>>>>

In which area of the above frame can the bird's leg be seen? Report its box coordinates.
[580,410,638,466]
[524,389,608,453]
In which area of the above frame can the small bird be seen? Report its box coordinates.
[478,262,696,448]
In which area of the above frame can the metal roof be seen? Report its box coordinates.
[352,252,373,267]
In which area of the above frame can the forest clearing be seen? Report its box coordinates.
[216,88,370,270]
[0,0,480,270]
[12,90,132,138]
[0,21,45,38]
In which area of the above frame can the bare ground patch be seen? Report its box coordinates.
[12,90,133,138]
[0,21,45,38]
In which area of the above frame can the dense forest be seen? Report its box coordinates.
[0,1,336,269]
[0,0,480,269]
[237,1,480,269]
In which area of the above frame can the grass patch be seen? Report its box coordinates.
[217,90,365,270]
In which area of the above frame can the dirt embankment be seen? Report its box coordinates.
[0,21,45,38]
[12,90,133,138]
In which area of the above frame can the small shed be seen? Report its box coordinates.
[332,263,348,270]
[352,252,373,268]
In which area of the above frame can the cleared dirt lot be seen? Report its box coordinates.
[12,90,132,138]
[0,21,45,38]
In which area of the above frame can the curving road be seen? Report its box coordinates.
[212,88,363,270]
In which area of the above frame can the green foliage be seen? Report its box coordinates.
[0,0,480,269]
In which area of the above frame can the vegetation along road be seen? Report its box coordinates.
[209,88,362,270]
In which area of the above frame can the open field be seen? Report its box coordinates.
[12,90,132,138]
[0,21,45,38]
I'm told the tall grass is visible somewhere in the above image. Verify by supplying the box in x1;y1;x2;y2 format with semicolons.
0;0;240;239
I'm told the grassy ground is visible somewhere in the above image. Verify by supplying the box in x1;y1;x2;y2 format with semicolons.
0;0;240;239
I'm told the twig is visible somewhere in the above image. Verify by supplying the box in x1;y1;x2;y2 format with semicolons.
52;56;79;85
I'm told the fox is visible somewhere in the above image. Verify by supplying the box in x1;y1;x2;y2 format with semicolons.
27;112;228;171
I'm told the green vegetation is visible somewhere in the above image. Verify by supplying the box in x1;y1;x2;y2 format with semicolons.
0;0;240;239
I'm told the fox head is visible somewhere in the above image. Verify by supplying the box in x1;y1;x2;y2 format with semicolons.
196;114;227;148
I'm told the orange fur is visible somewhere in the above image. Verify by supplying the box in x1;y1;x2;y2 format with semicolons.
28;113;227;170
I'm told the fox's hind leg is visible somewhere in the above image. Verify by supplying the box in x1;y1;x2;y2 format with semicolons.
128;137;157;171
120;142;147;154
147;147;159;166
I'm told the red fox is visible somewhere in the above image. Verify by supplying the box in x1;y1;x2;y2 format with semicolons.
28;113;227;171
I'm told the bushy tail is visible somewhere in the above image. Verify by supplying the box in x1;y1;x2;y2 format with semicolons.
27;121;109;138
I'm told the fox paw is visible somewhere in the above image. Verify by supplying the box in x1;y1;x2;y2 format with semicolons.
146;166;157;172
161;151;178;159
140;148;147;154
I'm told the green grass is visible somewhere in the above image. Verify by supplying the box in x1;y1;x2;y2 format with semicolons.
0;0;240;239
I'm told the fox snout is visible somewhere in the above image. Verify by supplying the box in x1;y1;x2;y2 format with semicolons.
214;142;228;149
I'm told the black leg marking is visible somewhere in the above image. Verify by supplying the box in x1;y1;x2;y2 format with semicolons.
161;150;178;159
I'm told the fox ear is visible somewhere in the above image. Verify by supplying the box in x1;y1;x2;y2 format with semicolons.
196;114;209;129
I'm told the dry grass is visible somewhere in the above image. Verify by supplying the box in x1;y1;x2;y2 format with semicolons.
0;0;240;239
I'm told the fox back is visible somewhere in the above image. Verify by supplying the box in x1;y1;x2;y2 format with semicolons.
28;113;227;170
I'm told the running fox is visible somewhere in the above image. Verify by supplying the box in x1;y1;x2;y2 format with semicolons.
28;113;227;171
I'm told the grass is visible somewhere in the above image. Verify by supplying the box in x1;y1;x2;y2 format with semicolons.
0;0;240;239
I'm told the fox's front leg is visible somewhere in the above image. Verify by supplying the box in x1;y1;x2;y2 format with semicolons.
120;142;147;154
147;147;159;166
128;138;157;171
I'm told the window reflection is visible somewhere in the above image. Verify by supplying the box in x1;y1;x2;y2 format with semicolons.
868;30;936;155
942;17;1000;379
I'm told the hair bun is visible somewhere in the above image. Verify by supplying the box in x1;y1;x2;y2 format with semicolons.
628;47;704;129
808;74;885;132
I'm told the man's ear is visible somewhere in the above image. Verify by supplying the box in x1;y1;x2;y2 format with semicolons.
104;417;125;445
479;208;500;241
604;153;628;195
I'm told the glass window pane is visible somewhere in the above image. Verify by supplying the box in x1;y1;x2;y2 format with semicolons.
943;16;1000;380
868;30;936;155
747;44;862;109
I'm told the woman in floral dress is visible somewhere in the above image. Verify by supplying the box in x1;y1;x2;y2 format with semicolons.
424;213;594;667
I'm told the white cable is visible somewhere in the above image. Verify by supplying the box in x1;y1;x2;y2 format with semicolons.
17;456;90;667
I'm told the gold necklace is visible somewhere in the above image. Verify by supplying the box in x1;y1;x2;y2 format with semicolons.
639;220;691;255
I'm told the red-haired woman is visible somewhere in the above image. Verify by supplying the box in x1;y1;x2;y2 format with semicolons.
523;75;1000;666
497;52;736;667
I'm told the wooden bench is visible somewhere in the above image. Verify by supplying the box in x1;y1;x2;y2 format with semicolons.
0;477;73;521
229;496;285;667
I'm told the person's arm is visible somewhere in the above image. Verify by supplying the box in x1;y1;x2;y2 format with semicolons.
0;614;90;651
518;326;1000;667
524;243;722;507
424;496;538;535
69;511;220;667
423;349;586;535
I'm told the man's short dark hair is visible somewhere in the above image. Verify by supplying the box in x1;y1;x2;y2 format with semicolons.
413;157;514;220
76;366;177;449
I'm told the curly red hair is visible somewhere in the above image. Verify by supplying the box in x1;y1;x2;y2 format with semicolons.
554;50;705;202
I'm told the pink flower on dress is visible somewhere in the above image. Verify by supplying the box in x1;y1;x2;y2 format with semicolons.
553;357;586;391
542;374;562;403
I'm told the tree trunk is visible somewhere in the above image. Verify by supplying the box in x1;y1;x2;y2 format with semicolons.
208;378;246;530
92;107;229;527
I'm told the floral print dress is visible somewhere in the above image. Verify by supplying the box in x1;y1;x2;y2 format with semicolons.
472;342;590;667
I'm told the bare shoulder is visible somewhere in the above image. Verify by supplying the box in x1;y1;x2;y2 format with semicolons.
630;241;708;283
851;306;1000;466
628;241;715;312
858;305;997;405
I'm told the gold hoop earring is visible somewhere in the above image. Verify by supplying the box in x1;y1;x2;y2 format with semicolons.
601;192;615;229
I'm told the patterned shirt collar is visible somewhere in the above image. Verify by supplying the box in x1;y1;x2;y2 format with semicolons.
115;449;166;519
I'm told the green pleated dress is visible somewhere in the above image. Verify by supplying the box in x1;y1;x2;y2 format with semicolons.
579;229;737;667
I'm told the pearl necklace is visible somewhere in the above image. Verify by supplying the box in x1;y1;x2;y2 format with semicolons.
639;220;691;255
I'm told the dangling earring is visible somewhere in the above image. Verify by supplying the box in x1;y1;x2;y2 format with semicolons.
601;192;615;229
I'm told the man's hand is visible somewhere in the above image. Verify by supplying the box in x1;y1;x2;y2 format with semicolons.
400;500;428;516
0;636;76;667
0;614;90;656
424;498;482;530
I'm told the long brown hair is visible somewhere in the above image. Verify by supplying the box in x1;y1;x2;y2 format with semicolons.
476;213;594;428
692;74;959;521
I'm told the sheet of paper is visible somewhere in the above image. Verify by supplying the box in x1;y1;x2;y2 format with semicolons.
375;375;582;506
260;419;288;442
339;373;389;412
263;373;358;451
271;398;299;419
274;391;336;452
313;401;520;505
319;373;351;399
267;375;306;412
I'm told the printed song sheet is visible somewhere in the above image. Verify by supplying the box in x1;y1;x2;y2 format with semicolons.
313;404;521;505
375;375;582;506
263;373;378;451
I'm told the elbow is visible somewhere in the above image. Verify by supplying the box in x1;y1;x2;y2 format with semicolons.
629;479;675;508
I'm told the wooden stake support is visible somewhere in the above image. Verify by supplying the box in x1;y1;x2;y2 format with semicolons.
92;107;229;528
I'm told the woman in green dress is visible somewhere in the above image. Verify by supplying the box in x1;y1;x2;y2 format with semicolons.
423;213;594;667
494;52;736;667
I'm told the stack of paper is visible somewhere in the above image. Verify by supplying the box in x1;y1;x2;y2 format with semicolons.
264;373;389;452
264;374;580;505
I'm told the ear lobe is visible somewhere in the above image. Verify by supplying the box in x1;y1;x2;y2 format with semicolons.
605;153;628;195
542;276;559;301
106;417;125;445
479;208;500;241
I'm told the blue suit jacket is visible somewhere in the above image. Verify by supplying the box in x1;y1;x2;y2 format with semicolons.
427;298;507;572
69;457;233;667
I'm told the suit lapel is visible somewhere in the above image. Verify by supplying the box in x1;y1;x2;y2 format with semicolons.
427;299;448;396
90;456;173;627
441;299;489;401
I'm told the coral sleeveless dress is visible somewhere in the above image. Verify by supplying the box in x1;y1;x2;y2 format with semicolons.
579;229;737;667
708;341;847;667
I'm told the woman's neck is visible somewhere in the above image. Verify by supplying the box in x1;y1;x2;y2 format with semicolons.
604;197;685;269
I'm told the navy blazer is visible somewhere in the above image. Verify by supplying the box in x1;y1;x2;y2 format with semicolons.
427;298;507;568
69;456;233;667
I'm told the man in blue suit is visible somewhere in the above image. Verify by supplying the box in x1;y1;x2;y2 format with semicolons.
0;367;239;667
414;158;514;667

<<<<

TASK TO COMPLETE:
Convert everything from the first of the rows down to the line containing "[352,252,373,267]", that line included, into a JSON list of strings with one string per line, leaving out any blank lines.

IN RESPONSE:
[
  "In which area of the above frame can the bird's leg be seen? Report its box coordinates.",
  "[580,410,638,466]",
  "[524,389,608,453]",
  "In which area of the above frame can the small bird be seen? Report its box coordinates.",
  "[478,262,696,448]",
  "In which area of the above frame can the metal roof be seen? Report its box coordinates.",
  "[352,252,373,267]"
]